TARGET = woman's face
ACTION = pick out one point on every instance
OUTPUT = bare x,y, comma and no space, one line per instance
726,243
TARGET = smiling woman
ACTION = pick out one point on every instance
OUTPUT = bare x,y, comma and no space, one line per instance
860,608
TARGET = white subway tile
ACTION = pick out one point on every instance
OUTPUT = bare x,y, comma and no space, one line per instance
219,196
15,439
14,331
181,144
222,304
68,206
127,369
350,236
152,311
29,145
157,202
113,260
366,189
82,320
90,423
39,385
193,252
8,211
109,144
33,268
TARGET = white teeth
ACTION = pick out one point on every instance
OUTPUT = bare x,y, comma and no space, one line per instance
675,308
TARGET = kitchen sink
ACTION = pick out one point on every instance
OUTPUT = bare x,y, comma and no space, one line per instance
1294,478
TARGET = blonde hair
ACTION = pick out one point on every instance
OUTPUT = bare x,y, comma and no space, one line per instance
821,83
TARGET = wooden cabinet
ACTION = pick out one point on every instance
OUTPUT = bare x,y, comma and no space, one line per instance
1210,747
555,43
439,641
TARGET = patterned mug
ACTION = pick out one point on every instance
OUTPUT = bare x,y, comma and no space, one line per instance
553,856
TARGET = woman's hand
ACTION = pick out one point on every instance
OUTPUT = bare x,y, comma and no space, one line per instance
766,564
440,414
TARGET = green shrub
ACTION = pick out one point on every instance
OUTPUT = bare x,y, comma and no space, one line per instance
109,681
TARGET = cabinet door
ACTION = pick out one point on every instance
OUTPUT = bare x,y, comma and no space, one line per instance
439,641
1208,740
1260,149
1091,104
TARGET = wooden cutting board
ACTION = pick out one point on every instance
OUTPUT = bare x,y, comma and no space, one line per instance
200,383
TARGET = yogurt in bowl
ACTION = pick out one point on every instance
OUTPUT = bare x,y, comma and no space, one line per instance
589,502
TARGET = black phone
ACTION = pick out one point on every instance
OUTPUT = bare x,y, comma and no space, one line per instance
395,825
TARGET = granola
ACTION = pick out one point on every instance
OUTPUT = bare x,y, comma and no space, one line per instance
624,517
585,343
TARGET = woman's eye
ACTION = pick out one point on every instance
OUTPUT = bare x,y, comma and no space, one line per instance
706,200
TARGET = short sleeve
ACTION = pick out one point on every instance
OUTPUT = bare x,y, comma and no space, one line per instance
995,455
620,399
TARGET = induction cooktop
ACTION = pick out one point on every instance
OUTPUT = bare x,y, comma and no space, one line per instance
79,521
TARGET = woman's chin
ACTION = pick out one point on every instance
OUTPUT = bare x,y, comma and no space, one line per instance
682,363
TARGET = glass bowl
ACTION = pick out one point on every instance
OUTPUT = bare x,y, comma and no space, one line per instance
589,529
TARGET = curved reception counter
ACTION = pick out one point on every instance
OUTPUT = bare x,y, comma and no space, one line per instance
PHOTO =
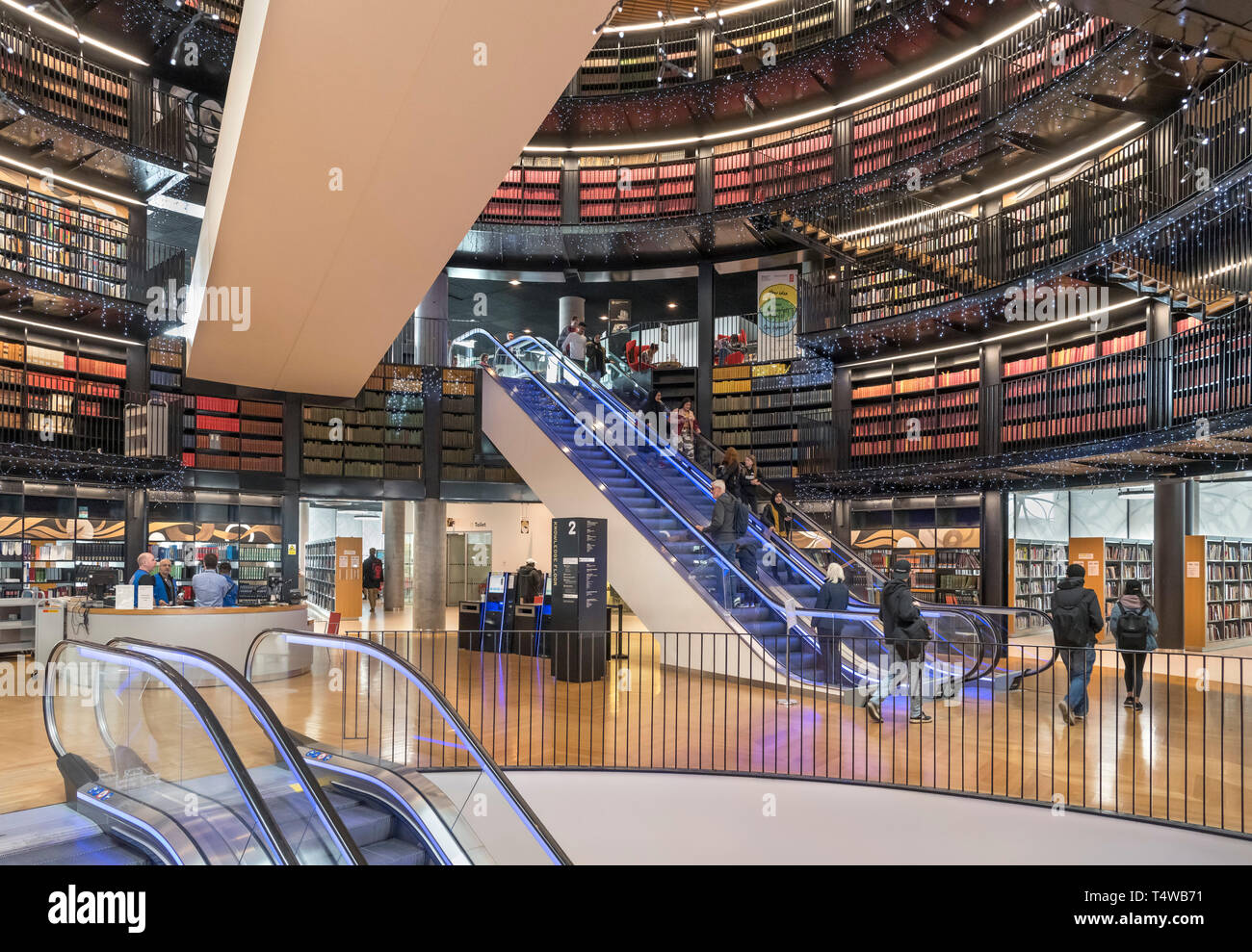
224,631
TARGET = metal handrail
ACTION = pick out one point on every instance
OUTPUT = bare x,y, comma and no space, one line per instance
270,723
434,696
272,837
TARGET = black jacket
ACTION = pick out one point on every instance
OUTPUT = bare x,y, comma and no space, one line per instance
831,597
1072,592
897,610
530,583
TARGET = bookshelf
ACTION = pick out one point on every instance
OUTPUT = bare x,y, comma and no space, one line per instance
1217,592
332,575
915,414
230,433
755,408
62,389
63,237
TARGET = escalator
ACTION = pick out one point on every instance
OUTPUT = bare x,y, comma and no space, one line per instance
150,776
171,757
626,393
583,455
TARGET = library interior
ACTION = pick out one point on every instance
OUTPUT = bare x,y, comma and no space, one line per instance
843,399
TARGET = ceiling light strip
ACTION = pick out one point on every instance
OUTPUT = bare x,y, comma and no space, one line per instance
792,119
1001,187
70,32
1042,325
80,185
69,332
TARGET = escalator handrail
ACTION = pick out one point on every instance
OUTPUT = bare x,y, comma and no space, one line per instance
696,476
272,838
270,723
389,658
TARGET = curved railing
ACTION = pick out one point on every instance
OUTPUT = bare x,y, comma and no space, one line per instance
333,843
902,128
239,825
418,744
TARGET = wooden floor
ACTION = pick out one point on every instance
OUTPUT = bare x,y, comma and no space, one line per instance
1186,757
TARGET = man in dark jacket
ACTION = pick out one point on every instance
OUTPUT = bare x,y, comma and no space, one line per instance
897,612
1076,621
722,531
530,583
372,577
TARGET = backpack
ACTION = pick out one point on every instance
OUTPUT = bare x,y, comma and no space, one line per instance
1069,625
740,519
1132,630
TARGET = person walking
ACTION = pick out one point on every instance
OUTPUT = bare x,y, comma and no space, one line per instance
685,428
777,521
1135,629
721,529
908,634
529,583
372,579
1076,621
831,597
575,347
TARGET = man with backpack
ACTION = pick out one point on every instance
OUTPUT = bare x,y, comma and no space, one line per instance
372,577
1076,621
905,630
726,526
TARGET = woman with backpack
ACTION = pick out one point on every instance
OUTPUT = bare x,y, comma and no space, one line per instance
1135,630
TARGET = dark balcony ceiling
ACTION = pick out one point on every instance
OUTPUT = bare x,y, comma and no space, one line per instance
1227,24
844,66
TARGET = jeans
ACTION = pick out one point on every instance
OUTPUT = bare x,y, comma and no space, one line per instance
1134,673
729,581
913,672
1080,663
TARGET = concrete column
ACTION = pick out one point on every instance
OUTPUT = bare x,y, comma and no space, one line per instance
430,564
1169,526
705,321
430,325
393,554
568,309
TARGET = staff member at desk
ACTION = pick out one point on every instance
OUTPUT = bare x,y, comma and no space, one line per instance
209,587
144,576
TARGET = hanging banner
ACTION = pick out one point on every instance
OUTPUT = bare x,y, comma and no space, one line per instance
777,301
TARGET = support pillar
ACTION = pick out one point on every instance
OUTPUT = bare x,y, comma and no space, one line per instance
1169,526
430,564
430,325
705,314
393,554
568,310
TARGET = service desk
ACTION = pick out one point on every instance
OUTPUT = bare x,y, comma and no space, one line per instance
224,631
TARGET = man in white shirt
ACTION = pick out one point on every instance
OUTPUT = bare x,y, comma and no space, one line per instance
576,347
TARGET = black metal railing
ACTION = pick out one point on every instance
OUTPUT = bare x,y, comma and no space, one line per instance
42,412
702,704
921,257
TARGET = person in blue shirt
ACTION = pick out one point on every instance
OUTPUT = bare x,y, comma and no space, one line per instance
144,576
230,600
208,585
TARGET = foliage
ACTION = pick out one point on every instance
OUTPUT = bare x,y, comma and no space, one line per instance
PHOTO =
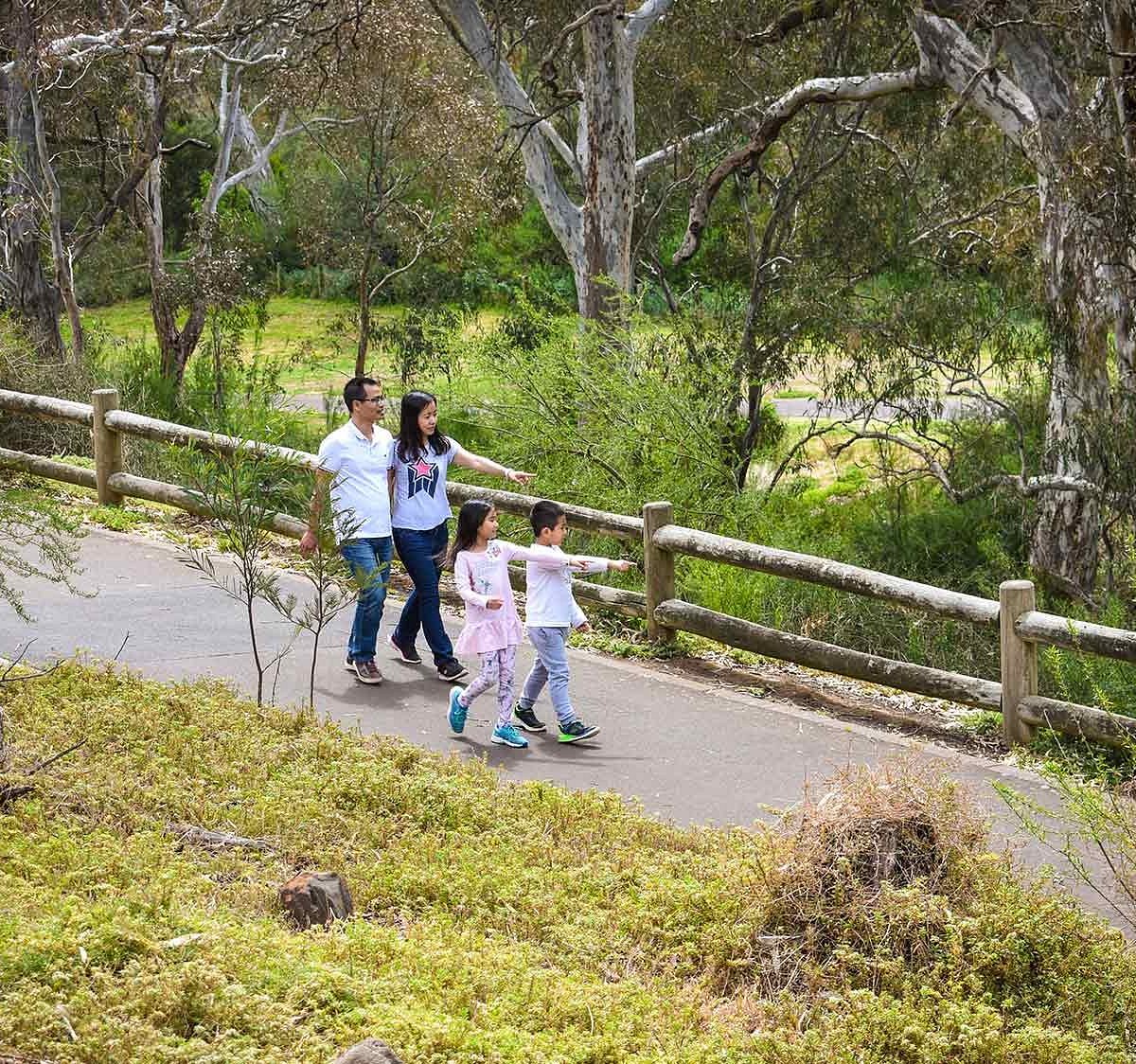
333,584
1097,817
420,342
504,922
242,493
38,539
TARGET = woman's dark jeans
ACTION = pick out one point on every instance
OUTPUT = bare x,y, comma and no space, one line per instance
421,552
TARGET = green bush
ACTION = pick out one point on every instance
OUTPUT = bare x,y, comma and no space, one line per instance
503,922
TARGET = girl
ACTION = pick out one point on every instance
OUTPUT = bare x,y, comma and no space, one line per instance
481,571
420,459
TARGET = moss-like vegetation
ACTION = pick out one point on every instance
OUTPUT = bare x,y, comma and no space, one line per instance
500,922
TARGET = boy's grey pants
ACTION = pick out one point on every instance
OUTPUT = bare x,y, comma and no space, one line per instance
551,667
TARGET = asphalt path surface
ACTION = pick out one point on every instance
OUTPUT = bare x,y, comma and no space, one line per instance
687,750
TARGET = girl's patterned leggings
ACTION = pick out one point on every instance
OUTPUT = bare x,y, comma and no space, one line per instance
500,667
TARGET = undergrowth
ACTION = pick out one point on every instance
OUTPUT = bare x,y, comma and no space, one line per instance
503,922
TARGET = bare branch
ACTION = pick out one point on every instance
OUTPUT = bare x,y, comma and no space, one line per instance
548,64
640,24
819,90
558,142
792,19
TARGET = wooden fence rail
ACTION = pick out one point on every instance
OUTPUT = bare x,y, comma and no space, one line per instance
1021,628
* * * * * * * * *
The line that contains "TARGET = foliage" begins the part to retype, and the last line of the records above ends it. Retype both and everything between, exactly, without the pictures.

### The solution
TARGET = foliage
ACTION = pick out one point on every instance
OUTPUT = bare x,y, comma and no space, one line per instance
PHOTO =
333,584
1097,817
420,342
504,922
242,493
38,539
TARGET = woman's dark jeans
ACTION = pick out one point on every instance
OUTPUT = bare x,y, comma and no space, one line per instance
421,552
TARGET = green bush
ACTION = pick out one point on every instance
OUTPUT = bare x,y, comma and no space, one line per instance
503,922
TARGET = girl
ACTION = pick out one point on every instance
OUTPUT = bare x,y, comma and no space, one line per instance
481,571
420,459
TARGET = moss-like vegetation
ACTION = pick out one point on every instance
OUTPUT = bare x,y, comma and no space, one line per instance
500,922
TARGET = boy's grey pants
ACTION = pick out one point on every instance
OUTPUT = bare x,y, comma and no space, one line per instance
551,667
TARGET = asphalt path surface
ACTION = pick out one point on every instance
OUTPUT = bare x,y, comma and no space, one line per instance
687,750
TARGET = girl's patterned leggings
ACTION = pick out one point on every instance
OUTPUT = bare x,y, comma and no space, one line per instance
500,667
TARGET = undergrowth
ACTION = pick out one point on every instance
OUTPUT = bare x,y, comma and no space, one line per instance
503,922
TARGET = bare branch
ACTION = pick out one point on every instance
OUTPUT = bare x,y, comma and no space, one line per instance
548,64
640,24
819,90
558,142
792,19
TARGET = wooden fence rail
ACTION = pick out one point on every instance
OUTPUT = bare x,y, comma and no space, one line per instance
1021,628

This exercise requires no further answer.